**DOCUMENT SOURCE**
★ ★ ★

Même s’il n’a pas encore reçu de diagnostic ou de traitements, un individu qui contracte une assurance ne doit rien omettre de son état de santé à son assureur, vient de rappeler la Cour du Québec, division des petites créances.
La décision rendue donne raison à SSQ Assurance, qui avait refusé de dédommager un de ses clients parce qu’il n’avait pas tout révélé sur sa condition respiratoire au moment où il avait adhéré à une police d’assurance invalidité collective.
L’homme avait soumis une proposition d’assurance le 19 novembre 2011. À la question : « Avez-vous déjà été traité, présenté des symptômes ou été diagnostiqué pour un problème au système respiratoire, notamment l’apnée du sommeil ? », il avait répondu non. Il avait également répondu par la négative s’il avait eu connaissance d’un quelconque symptôme pour lequel il n’avait pas encore consulté un médecin, reçu un traitement ou été avisé de subir des tests. Sur la foi des renseignements fournis, l’assureur avait accepté de l’assurer.
Il avait consulté dans le passé
Or, deux semaines avant sa demande à SSQ, il avait consulté son médecin de famille parce qu’il avait recommencé à ronfler. Cette médecin avait noté au dossier que l’apnée du sommeil avait été résolue suite à une consultation auprès d’un ORL. Le 14 décembre, soit après qu’il ait soumis sa proposition d’assurance, elle lui avait recommandé de revoir l’ORL et de passer un test de polysomnographie.

★ ★ ★

**DONNÉES ENREGISTRÉES**

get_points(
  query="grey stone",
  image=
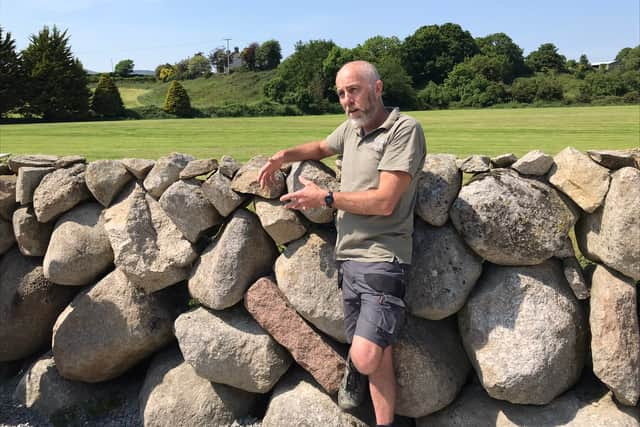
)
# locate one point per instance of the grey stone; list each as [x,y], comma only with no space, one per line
[611,234]
[243,253]
[198,167]
[283,225]
[32,236]
[229,347]
[246,180]
[431,366]
[105,179]
[511,220]
[186,205]
[79,250]
[615,334]
[323,177]
[438,187]
[29,305]
[217,189]
[580,178]
[533,163]
[475,164]
[28,180]
[109,328]
[60,191]
[174,395]
[146,244]
[165,172]
[525,333]
[444,270]
[307,275]
[138,167]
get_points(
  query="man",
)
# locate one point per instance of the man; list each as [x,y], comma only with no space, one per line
[383,152]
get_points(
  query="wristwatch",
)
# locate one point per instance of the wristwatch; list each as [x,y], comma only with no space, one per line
[328,199]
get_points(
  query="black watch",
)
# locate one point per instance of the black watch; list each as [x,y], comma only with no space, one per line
[328,199]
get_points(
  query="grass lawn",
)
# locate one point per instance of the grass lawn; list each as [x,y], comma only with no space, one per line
[460,132]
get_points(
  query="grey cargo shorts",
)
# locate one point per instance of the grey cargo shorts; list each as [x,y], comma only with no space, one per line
[373,295]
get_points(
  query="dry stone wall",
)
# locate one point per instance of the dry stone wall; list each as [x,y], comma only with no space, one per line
[187,270]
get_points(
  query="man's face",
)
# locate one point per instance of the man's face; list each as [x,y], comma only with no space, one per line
[357,96]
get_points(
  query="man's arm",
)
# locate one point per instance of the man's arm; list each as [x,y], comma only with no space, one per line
[316,150]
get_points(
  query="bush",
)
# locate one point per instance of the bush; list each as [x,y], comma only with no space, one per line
[177,101]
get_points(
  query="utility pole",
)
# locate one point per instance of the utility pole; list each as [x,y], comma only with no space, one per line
[228,55]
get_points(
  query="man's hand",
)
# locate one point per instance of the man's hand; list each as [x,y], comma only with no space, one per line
[309,197]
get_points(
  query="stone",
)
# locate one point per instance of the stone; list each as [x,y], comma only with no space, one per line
[28,180]
[246,180]
[475,164]
[217,189]
[283,225]
[7,196]
[229,347]
[307,275]
[534,163]
[323,177]
[274,314]
[174,395]
[438,187]
[510,306]
[185,203]
[229,166]
[612,159]
[198,167]
[33,160]
[243,253]
[298,401]
[511,220]
[165,172]
[580,178]
[79,250]
[504,160]
[32,236]
[431,366]
[7,237]
[60,191]
[105,179]
[29,305]
[615,334]
[443,273]
[138,167]
[586,406]
[575,278]
[147,245]
[611,234]
[109,328]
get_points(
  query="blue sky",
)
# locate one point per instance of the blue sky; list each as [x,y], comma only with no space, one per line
[152,32]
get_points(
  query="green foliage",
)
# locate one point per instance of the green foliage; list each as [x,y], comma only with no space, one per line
[106,100]
[56,82]
[432,52]
[11,76]
[124,68]
[177,101]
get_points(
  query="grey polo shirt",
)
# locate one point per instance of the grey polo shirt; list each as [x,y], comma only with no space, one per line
[397,145]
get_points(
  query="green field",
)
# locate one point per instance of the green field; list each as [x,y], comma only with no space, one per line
[460,132]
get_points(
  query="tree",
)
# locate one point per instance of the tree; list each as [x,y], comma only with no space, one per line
[56,81]
[432,52]
[124,68]
[268,55]
[546,58]
[177,101]
[11,76]
[106,100]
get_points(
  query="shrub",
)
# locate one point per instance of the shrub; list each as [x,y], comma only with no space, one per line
[177,101]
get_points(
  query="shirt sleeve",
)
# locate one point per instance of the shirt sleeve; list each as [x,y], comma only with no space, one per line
[405,150]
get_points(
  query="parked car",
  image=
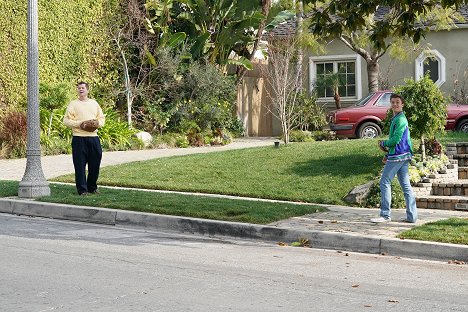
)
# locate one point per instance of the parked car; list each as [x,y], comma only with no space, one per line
[364,119]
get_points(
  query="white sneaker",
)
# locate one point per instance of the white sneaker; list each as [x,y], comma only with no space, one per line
[405,220]
[380,220]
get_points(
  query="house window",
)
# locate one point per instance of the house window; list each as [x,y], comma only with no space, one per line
[432,63]
[345,70]
[384,100]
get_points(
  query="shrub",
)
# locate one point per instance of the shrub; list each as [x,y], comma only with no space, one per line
[115,135]
[311,116]
[300,136]
[425,107]
[323,135]
[13,134]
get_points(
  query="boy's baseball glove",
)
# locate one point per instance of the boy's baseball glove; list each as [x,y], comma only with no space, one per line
[89,125]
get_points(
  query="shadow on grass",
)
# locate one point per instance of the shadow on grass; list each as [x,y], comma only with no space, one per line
[339,166]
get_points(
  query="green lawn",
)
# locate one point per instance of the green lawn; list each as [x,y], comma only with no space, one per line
[453,230]
[173,204]
[315,172]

★ ★ ★

**CONSIGNE**
Selon le document source, pourquoi SSQ Assurance avait-elle refusé de dédommager un de ses clients ? Répondez en une à trois phrases.

**RÉSULTAT**
SSQ Assurance avait refusé de le dédommager parce qu'il n'avait pas tout révélé sur sa condition respiratoire. Il avait omis ces renseignements au moment où il avait adhéré à une police d'assurance invalidité collective.